While the focus of the Jeevan Bachao Andolan of residents of Mahul at the moment seems to be on fighting a legal battle for just rehabilitation, the real players behind slum evictions in Mumbai is the city’s powerful real estate mafia. In this concluding part of the ongoing GroundXero report, we look at Mumbai’s housing crisis, its real estate economy, and the havoc it is wreaking on the environment – and the significance of the Tansa evictees’ (now residents of Mahul) struggle in such a context.

 

[In the first part, we wrote about the Tansa pipeline evictions, and the consequent struggle of the evicted families.]

 

 

Mumbai’s Housing Crisis

The population of Mumbai is around 2.2 crores, with more than 40% of the people living in slums across the city, according to 2011 Census estimates. Assuming that the average size of a household is 5 members, it would thus be around 20 lakh families that are slum residents. This means the city needs 20 lakh houses to tackle this severe housing crisis. And this number will only increase over time. By 2030, the number of affordable housing units required for the city is expected to double.

 

During negotiations with the Mahul residents, the Government and the BMC has been saying that they have only 300 empty flats across MHADA. If this was indeed true, this would indicate a huge gap between the requirements and the supply. Though the Slum Rehabilitation Authorities allegedly have tens of thousands of vacant flats that they are falsely denying, mainly with the purpose of selling them illegally it in the market. But it is still a fact that the required number of affordable houses in Mumbai is far more than what the city currently has.
------------------------
▶ _SHORT PROBLEM 1_
Repeat the Mumbai housing text word for word between "[In the first" and "expected to double.", inclusive.
▶ _SHORT PROBLEM 2_
List every organization that the Mumbai housing text refers to by a proper name or abbreviation.
▶ _SHORT PROBLEM 3_
Write the next part of the Mumbai housing text, picking up after its final sentence.
The entries have no connection to the Mumbai housing text.

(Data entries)
------------------------
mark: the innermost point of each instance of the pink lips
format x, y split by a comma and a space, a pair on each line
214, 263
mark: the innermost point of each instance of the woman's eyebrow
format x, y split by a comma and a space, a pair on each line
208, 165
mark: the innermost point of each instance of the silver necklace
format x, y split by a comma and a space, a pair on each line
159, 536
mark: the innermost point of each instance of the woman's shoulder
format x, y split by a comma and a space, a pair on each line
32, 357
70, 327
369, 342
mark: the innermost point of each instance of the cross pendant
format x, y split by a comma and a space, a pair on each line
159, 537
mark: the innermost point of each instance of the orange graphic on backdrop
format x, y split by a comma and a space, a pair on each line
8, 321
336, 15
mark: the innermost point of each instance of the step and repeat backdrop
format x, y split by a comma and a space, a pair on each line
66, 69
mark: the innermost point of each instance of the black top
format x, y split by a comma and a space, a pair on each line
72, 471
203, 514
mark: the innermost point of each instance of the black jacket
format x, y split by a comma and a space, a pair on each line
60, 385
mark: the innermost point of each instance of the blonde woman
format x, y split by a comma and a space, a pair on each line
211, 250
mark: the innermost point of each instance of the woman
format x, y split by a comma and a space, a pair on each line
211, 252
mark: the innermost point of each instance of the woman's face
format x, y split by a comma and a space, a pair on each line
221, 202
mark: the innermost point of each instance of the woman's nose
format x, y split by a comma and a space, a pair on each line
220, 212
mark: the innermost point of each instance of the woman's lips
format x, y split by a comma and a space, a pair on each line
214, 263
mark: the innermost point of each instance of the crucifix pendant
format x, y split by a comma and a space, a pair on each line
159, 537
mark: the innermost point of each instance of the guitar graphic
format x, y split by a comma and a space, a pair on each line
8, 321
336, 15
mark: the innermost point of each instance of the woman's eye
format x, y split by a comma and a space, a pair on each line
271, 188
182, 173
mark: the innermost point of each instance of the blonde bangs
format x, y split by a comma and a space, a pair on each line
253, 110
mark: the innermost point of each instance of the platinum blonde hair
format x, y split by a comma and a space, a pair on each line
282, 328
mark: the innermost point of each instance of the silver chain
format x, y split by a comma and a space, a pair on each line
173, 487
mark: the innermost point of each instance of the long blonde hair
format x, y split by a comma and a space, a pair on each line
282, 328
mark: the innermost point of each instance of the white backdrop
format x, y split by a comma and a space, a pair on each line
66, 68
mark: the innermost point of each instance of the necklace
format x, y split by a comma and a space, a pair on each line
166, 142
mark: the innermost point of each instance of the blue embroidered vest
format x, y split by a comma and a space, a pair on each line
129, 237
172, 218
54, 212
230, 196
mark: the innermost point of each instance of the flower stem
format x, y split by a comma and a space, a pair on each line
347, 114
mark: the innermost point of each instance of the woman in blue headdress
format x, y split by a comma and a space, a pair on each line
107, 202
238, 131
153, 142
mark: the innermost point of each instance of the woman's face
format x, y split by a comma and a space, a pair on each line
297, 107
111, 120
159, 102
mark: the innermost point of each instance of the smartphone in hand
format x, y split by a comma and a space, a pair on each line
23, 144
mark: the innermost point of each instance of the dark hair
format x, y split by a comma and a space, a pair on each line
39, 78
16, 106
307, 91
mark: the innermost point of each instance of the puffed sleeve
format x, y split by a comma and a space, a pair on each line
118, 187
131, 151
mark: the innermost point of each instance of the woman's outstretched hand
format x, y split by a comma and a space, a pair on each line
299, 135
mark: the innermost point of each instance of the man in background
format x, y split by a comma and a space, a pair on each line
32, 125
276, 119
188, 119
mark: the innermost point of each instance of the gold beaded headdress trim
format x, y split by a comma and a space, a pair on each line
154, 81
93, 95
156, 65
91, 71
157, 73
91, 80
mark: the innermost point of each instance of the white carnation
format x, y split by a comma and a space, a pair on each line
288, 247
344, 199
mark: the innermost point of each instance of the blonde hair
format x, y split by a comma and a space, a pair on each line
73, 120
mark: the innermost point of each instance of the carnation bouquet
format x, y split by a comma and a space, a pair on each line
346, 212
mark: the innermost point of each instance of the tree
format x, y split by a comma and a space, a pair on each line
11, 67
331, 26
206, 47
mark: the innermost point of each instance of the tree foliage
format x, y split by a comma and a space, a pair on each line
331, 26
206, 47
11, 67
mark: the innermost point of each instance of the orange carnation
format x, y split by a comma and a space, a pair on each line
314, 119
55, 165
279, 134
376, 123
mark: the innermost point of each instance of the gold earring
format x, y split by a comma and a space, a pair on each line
------------------------
▶ _EXERCISE RESULT 1_
[In the first part, we wrote about the Tansa pipeline evictions, and the consequent struggle of the evicted families.]

 

 

Mumbai’s Housing Crisis

The population of Mumbai is around 2.2 crores, with more than 40% of the people living in slums across the city, according to 2011 Census estimates. Assuming that the average size of a household is 5 members, it would thus be around 20 lakh families that are slum residents. This means the city needs 20 lakh houses to tackle this severe housing crisis. And this number will only increase over time. By 2030, the number of affordable housing units required for the city is expected to double.

▶ _EXERCISE RESULT 2_
Jeevan Bachao Andolan
GroundXero
BMC
MHADA
Slum Rehabilitation Authorities

▶ _EXERCISE RESULT 3_
 

While lakhs of working class, lower income families in the city are being effectively dumped into chemical vats citing “lack of housing”, lakhs of high end apartments in the city remain empty. According to news reports, in what is being called a serious slump in the real estate market, more than 2.67 lakh residential properties in the Mumbai Metropolitan Region (MMR) remained unsold in 2017. Developers are offering free apartments (on the purchase of multiple flats), gold and iPhones to boost the sales. By the end of last year, in in Worli and Prabhadevi alone, 4,107 out of 7,292 luxury apartments remained unsold, according to a Real Estate Rating and Research agency.

 

On the other hand, evicted slum residents had to pay up tens of lakhs of hard earned money to ensure a roof for themselves. Out of the 15000 affected families, around 8000 were declared as “apatra” or “ineligible” for rehabilitation by the BMC. Reasons cited were lack of documents, or errors such as spelling of names or date of birth on documents like Aadhar card, electricity bills, etc. According to the residents, these families have been living in these slums for decades, and it is plain corruption on the part of the administration to have declared them as illegal.

 

Each such ‘apatra’ family had to make several rounds of the BMC and pay money to the tune of Rs 25 lakhs to 1 crore as bribe, to get themselves ‘converted’ to ‘patra’. Out of the 5500 families that were sent to Mahul, around 20% had to go through such ordeal. Even assuming the lower limit of 25 lakhs per family, the total amount of money siphoned off by the administration from these economically vulnerable people comes to around Rs 275 crore. This is ironically almost the same amount that the BMC had allocated for building underground tunnels that would have left their houses intact in the first place.

 

A huge number of families in Mahul have slipped into big debts in their desperate attempts to buy ‘legitimacy’ as residents, and are unlikely to emerge out of the debt cycle anytime soon.

 

Mumbai’s Real Estate

The Mahul SRA buildings construction was completed in 2011. The project was developed by a real estate company called ‘DB Realty’ – a nexus of big politicians and builders including the Goenka group and, allegedly, NCP leader and Maratha strongman Sharad Pawar. It was an ‘8 FSI’ project, in complete violation of building by-laws and regulations. Floor Space Index (FSI) is the ratio of the total floor area of buildings on a certain location to the size of the land of that location, and roughly equals therefore the number of storeys of the building.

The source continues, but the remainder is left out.